Problem requirements
Working from the records below, return word for word the line that contains "Tag the glass" and each line after it, ending with the last. Skip all pictures.

(Point localization data)
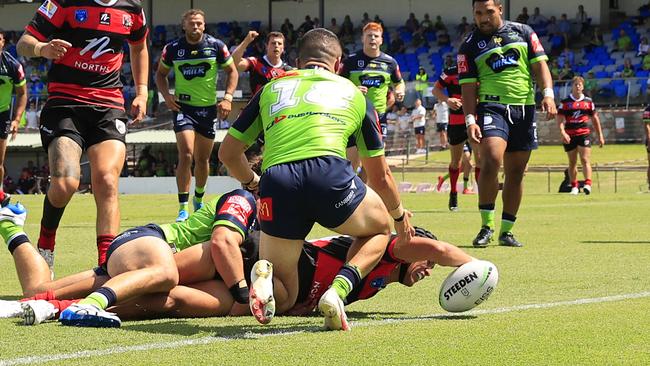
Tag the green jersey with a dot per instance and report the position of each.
(195, 67)
(236, 210)
(11, 75)
(306, 114)
(501, 63)
(375, 73)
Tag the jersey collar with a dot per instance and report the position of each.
(277, 66)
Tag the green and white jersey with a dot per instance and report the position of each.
(11, 75)
(309, 113)
(375, 73)
(236, 209)
(195, 67)
(501, 63)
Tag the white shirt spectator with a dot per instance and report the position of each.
(419, 116)
(442, 112)
(32, 117)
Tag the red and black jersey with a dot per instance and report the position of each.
(576, 113)
(89, 73)
(448, 80)
(262, 71)
(321, 261)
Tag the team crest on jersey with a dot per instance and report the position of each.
(81, 15)
(127, 21)
(48, 9)
(105, 18)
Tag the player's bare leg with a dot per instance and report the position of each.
(185, 146)
(63, 157)
(573, 171)
(202, 151)
(585, 160)
(106, 162)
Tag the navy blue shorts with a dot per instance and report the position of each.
(199, 119)
(456, 134)
(383, 124)
(132, 234)
(582, 140)
(294, 196)
(513, 123)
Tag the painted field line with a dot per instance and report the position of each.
(264, 334)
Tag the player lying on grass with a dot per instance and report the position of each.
(318, 265)
(139, 261)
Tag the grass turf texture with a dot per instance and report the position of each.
(575, 247)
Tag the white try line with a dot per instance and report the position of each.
(263, 334)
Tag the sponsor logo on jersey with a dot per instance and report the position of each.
(537, 45)
(237, 206)
(499, 62)
(48, 9)
(127, 21)
(462, 63)
(266, 209)
(105, 18)
(194, 71)
(81, 15)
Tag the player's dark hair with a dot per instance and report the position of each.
(320, 45)
(274, 34)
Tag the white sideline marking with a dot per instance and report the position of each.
(251, 335)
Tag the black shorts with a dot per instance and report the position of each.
(456, 134)
(199, 119)
(513, 123)
(294, 196)
(383, 124)
(582, 140)
(86, 125)
(5, 124)
(132, 234)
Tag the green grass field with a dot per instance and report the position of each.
(577, 293)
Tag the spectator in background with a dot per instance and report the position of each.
(565, 28)
(32, 115)
(523, 17)
(591, 85)
(333, 27)
(628, 69)
(537, 19)
(307, 25)
(378, 20)
(567, 56)
(463, 27)
(412, 24)
(347, 30)
(426, 24)
(289, 32)
(365, 20)
(440, 26)
(644, 47)
(623, 43)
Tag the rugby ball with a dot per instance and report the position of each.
(468, 286)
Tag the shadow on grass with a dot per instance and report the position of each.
(616, 241)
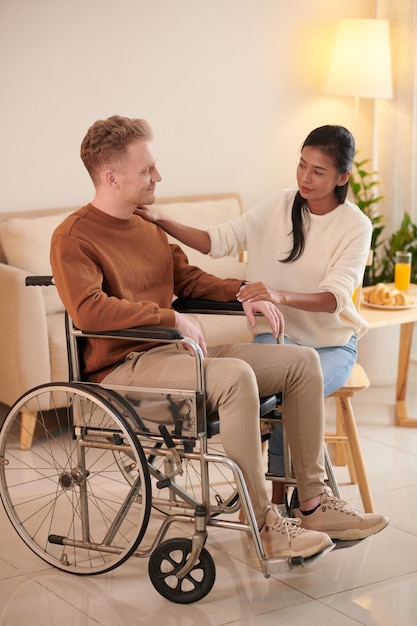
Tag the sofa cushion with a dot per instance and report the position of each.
(26, 243)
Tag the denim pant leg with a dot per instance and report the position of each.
(336, 363)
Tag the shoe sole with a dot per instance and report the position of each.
(305, 554)
(353, 534)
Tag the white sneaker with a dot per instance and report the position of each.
(336, 518)
(283, 537)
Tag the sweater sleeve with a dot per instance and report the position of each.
(347, 264)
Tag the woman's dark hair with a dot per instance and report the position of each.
(338, 144)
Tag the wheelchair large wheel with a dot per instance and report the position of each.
(167, 559)
(66, 496)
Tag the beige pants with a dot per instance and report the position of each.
(236, 376)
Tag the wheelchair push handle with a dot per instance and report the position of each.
(37, 281)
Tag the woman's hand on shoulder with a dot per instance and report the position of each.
(148, 213)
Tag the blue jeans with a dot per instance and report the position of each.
(336, 363)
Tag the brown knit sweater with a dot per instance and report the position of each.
(113, 274)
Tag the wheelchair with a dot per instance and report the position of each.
(104, 457)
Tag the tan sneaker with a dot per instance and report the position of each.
(282, 537)
(336, 518)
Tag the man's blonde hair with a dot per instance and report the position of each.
(106, 142)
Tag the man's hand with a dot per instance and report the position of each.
(148, 213)
(191, 330)
(254, 292)
(269, 310)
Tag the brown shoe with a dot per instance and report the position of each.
(336, 518)
(282, 537)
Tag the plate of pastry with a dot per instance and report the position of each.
(382, 296)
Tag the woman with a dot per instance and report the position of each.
(307, 251)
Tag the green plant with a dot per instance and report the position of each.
(363, 184)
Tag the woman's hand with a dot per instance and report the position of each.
(269, 311)
(191, 330)
(148, 213)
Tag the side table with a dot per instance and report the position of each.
(406, 318)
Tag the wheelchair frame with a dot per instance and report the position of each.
(81, 496)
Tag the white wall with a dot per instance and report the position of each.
(230, 87)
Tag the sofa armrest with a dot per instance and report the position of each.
(24, 359)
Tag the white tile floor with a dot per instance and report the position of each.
(372, 583)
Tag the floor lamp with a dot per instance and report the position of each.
(360, 66)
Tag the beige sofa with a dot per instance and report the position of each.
(32, 318)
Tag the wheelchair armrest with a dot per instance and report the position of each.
(199, 305)
(156, 333)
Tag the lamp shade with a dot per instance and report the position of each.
(360, 65)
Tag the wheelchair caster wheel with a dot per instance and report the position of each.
(167, 559)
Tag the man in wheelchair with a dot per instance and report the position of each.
(114, 270)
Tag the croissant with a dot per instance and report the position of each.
(384, 295)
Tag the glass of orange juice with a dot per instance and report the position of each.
(402, 270)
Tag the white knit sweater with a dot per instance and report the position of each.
(336, 248)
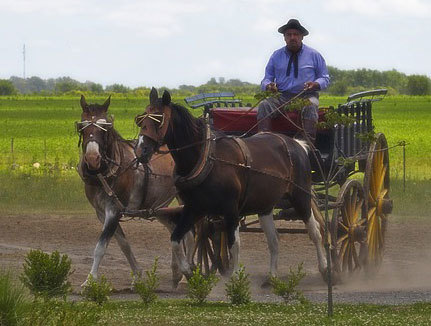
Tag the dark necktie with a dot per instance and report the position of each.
(293, 58)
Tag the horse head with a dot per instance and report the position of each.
(93, 129)
(153, 125)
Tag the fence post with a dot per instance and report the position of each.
(404, 166)
(11, 150)
(44, 151)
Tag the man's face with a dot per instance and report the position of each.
(293, 39)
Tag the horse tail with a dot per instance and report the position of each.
(303, 144)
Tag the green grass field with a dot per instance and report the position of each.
(182, 312)
(41, 129)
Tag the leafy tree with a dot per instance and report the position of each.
(118, 88)
(93, 87)
(418, 85)
(338, 87)
(6, 87)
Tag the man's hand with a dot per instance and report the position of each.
(272, 87)
(311, 86)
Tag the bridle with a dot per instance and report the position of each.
(102, 124)
(156, 130)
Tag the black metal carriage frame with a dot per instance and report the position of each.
(359, 217)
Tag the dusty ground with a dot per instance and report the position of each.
(404, 277)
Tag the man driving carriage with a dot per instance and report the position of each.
(291, 70)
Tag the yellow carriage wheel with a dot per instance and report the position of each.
(348, 228)
(378, 203)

Solved exercise
Tag the glass of orange juice with a dot per instance and report the position of each.
(402, 270)
Tag the white knit sweater with a dot per instance and report the position of each.
(336, 248)
Tag the dark necktie with a dot per instance and report the position of each.
(293, 58)
Tag the horse head with a dot per instance and report the position of each.
(93, 129)
(153, 125)
Tag the fence post with a dot per instance and report the position of each.
(404, 166)
(11, 150)
(44, 151)
Tag the man's face with a dot per instance and report the position of each.
(293, 39)
Tag the horse tail with a dot per instance and report the position of each.
(303, 144)
Tag the green grass field with a dot per instance and report the position of each.
(182, 312)
(41, 129)
Tag the leafy tree with a dot per instance and report the position of each.
(118, 88)
(93, 87)
(418, 85)
(338, 87)
(6, 87)
Tag the man's hand with a dot per instance and report the position of each.
(272, 87)
(311, 86)
Tag the bridle with a dot per instance and report the position of each.
(102, 124)
(156, 130)
Tag the black metal carriage frame with a dot per instance and report the position of each.
(359, 217)
Tag the dusty ground with a dot per instance and report the position of each.
(404, 277)
Tag the man driving carriage with a dot per instance and report the position of each.
(291, 70)
Tag the yellow carriage wheel with a dot per instance and report the position of each.
(348, 228)
(378, 203)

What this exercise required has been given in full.